YOUR OBJECTIVE
Write out the items below word for word, from their first line through the line containing "[0,472,533,800]", with both ends included. Omit the pictures.

Image annotation data
>>>>

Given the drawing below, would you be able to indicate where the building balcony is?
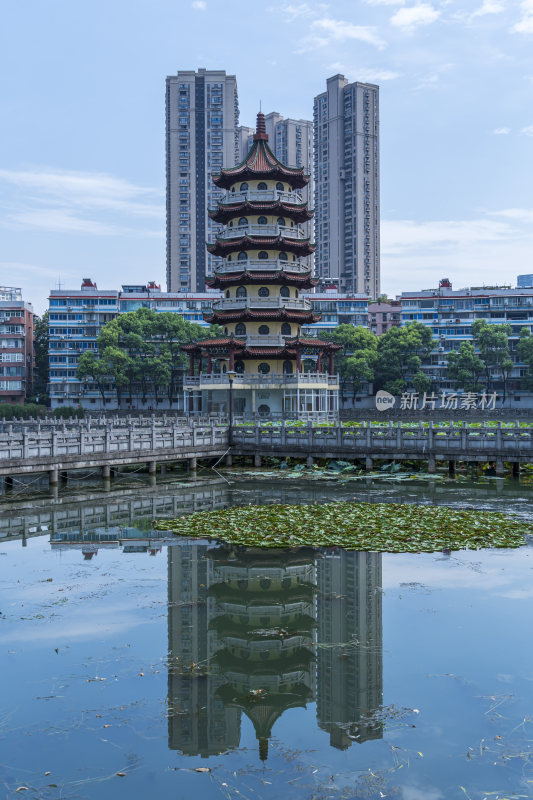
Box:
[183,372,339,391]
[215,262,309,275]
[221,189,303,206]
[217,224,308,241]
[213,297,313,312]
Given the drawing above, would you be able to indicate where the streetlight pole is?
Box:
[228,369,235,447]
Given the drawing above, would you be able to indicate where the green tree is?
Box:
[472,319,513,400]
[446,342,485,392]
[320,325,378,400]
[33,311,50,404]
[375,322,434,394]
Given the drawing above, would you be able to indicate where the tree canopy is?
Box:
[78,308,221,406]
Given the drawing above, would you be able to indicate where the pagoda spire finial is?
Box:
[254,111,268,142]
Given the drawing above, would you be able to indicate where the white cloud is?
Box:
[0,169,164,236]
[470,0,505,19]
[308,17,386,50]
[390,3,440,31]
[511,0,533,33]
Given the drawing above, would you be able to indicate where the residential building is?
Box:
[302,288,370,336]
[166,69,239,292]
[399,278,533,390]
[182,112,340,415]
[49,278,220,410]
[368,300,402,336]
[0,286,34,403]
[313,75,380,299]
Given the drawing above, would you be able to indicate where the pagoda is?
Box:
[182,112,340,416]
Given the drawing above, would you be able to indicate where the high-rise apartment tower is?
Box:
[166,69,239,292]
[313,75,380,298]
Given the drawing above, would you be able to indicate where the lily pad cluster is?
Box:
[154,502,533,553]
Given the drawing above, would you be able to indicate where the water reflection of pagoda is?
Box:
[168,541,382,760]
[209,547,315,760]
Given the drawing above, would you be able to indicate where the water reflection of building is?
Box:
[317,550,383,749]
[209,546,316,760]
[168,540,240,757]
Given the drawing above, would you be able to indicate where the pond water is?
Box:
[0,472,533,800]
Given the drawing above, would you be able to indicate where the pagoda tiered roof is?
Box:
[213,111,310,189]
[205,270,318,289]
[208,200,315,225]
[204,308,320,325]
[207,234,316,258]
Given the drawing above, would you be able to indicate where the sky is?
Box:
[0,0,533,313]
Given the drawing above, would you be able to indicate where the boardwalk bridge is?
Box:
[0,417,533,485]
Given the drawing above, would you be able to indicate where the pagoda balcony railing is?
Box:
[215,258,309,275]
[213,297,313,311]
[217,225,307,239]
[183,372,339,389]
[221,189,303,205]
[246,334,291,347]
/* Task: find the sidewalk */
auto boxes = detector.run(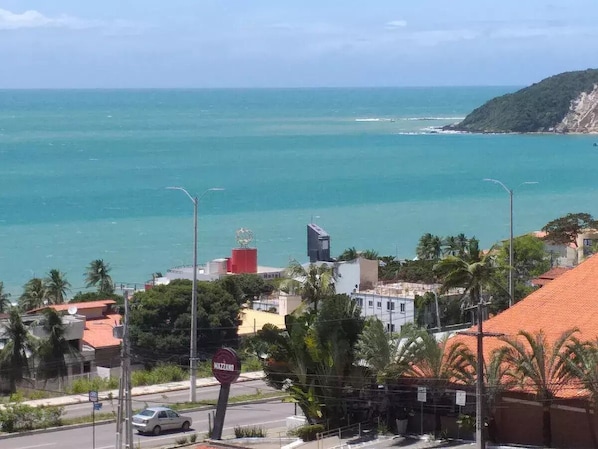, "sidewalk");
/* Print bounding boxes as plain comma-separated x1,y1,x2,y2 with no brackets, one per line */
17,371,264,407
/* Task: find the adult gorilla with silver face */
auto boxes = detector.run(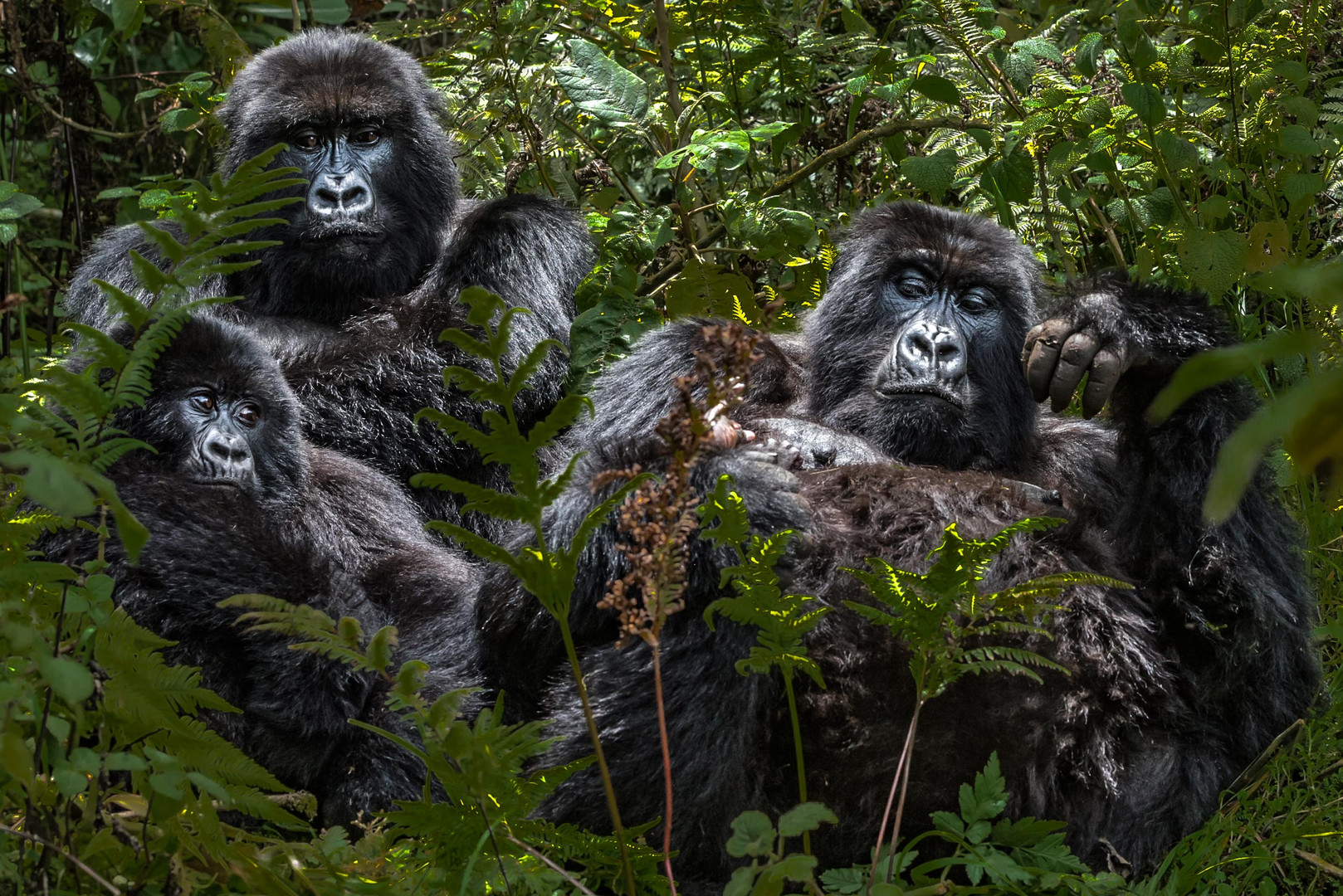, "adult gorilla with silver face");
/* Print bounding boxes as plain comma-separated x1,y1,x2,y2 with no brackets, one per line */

<<<<

TASK SOLUTION
Given the drawing below, would you be able to indicate where the building balcony is?
Box:
[183,372,339,391]
[215,262,309,275]
[221,189,303,206]
[217,224,308,241]
[213,297,313,312]
Given the drawing above, would you be able to indicate where the streetlight pole is?
Box:
[228,369,235,447]
Given the drawing above, would you be able to indicate where the green tree is?
Box:
[472,319,513,400]
[446,342,485,392]
[320,325,378,400]
[33,311,50,404]
[375,322,434,394]
Given the drawing above, would you be able to indicate where the tree canopy is?
Box:
[78,308,221,406]
Given the drawing above, would you be able to indicate where the pagoda spire finial is?
Box:
[254,111,268,142]
Given the drawing above, would you be able to indicate where the white cloud is?
Box:
[0,169,164,236]
[470,0,505,19]
[308,17,386,50]
[390,3,440,31]
[511,0,533,33]
Given the drawing above, would you be able to indicate where the residential building is?
Box:
[302,288,370,336]
[166,69,239,292]
[399,278,533,390]
[182,112,340,415]
[49,278,220,410]
[368,300,402,336]
[0,286,34,403]
[313,75,380,299]
Given the drawing above, would you be able to indicate where the pagoda is?
Box:
[182,112,340,416]
Given the drawing above, would you be able to indicate where the high-rise apartment tower is?
Box:
[166,69,239,292]
[313,75,380,298]
Given the drawing above, would you be able to indicate where the lily pad cluster is?
Box:
[154,502,533,553]
Given the drawing above, would you be able to indicate where the water reflection of pagoda is?
Box:
[168,541,382,760]
[209,547,315,760]
Given the drawing above, would you be able to indicate where the water reflection of building is?
Box:
[317,550,383,749]
[209,546,316,760]
[168,540,240,757]
Given the drawing above, would you be able to indicate where the pond water is?
Box:
[0,472,533,800]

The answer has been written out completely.